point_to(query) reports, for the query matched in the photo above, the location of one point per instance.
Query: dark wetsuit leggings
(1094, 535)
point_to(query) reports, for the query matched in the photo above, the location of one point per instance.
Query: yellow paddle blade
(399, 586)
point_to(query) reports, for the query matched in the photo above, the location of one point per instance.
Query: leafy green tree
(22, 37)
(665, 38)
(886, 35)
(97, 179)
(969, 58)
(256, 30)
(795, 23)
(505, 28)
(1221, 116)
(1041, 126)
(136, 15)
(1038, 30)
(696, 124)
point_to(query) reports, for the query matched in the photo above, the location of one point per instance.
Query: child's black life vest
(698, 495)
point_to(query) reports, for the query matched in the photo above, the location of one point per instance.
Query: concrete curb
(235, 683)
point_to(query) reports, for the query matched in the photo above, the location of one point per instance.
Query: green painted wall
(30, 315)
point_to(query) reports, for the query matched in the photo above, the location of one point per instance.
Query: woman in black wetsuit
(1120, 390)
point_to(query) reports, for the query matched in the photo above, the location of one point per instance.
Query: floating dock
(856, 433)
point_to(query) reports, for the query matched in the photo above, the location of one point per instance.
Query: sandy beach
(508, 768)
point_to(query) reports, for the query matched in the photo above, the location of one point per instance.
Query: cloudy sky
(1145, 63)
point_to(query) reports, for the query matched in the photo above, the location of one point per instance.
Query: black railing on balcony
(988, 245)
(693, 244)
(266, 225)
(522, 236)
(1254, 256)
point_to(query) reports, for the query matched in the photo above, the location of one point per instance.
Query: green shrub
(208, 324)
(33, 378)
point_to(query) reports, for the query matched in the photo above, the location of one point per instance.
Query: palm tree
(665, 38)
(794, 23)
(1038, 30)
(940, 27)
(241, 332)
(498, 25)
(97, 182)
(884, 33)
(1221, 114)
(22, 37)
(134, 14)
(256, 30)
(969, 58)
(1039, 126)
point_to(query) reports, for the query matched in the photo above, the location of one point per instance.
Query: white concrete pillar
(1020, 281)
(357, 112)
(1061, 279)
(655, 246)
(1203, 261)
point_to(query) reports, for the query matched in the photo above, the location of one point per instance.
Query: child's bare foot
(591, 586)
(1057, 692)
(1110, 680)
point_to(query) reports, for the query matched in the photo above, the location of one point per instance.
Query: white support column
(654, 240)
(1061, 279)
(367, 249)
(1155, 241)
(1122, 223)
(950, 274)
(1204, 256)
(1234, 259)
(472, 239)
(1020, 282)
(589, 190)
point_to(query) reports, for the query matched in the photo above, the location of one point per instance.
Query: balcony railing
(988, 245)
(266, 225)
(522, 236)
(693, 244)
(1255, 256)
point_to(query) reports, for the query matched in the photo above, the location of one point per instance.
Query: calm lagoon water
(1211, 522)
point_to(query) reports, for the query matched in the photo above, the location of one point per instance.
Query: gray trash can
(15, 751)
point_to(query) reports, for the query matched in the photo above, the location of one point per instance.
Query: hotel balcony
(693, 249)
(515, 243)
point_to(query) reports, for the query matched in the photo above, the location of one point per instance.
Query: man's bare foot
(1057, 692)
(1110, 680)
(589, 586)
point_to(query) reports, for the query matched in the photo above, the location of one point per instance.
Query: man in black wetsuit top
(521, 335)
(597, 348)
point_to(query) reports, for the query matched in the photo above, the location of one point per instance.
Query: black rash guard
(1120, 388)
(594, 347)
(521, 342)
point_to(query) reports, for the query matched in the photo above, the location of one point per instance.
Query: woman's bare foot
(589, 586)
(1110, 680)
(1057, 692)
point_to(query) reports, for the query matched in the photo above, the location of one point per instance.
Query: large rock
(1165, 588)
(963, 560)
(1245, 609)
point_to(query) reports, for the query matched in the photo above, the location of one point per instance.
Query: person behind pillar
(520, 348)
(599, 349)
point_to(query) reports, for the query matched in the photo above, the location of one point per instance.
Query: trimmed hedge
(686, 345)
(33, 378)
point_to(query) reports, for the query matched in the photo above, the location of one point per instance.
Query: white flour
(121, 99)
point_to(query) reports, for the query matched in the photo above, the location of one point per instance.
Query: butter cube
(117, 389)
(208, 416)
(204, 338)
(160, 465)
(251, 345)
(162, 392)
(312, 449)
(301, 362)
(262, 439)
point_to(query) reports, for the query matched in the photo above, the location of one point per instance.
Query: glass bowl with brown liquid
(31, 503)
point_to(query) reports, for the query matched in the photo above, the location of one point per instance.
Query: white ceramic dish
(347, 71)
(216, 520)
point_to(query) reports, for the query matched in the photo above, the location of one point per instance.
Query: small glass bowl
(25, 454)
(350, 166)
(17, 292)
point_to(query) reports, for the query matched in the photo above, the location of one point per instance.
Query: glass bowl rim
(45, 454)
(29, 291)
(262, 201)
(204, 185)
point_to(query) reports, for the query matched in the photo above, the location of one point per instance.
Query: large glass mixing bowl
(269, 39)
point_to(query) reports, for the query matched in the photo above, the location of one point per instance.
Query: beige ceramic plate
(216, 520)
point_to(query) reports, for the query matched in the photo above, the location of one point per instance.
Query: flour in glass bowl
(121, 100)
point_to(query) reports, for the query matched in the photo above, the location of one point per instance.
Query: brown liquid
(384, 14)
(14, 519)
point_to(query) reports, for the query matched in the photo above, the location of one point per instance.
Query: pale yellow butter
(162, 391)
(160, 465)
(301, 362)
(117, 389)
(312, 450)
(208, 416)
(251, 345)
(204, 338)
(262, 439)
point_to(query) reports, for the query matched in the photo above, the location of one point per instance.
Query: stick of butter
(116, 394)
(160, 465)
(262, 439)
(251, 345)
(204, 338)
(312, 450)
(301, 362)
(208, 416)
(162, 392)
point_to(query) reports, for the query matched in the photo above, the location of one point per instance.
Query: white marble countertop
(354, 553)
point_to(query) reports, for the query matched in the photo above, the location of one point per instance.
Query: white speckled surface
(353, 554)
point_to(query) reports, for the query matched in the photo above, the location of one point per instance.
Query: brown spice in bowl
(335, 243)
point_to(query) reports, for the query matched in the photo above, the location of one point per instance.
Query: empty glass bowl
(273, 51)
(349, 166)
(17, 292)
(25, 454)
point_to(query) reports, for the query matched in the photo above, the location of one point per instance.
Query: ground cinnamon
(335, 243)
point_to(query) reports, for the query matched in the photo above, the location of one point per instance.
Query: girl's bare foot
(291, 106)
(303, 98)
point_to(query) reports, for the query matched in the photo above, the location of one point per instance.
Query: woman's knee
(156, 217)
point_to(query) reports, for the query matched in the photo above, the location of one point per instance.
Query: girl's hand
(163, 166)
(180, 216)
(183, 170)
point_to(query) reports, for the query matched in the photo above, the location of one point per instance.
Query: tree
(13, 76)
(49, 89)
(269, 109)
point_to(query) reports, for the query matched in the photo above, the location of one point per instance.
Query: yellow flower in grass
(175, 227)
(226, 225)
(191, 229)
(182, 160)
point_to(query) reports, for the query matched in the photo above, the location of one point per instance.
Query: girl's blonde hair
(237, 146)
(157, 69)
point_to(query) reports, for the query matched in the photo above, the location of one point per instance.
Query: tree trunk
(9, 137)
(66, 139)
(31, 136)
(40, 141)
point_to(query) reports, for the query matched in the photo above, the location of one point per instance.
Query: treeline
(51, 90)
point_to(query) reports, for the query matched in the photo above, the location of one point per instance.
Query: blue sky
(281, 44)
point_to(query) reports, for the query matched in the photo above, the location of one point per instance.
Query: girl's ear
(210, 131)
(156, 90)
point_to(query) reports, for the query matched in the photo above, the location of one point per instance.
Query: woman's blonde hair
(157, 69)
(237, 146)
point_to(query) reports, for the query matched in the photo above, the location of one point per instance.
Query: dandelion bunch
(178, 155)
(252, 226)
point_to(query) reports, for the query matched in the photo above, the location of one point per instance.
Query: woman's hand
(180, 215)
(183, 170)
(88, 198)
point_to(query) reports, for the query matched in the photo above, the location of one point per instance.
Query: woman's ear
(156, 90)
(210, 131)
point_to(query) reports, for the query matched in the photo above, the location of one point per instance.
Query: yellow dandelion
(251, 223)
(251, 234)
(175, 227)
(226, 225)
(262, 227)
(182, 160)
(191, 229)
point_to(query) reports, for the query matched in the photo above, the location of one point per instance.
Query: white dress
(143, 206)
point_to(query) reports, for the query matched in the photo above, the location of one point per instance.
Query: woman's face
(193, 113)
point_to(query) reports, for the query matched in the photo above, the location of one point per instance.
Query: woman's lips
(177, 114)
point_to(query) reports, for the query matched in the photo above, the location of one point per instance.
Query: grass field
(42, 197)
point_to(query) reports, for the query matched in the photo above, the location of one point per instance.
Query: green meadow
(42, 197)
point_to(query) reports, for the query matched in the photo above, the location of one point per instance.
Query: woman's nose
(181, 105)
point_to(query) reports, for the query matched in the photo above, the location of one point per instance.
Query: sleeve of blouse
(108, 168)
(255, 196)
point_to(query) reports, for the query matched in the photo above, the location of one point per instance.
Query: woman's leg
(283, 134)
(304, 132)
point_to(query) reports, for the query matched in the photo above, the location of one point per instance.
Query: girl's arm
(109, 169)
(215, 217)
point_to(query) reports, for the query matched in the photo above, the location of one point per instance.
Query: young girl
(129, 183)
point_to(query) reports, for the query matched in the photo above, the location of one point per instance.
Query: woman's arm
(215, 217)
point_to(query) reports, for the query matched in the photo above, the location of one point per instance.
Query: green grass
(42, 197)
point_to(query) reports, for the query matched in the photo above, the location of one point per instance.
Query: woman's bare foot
+ + + + + + +
What you will do |
Count the lines in the items above that contain the string "liquid", matching case exactly. Report only the number.

Result |
2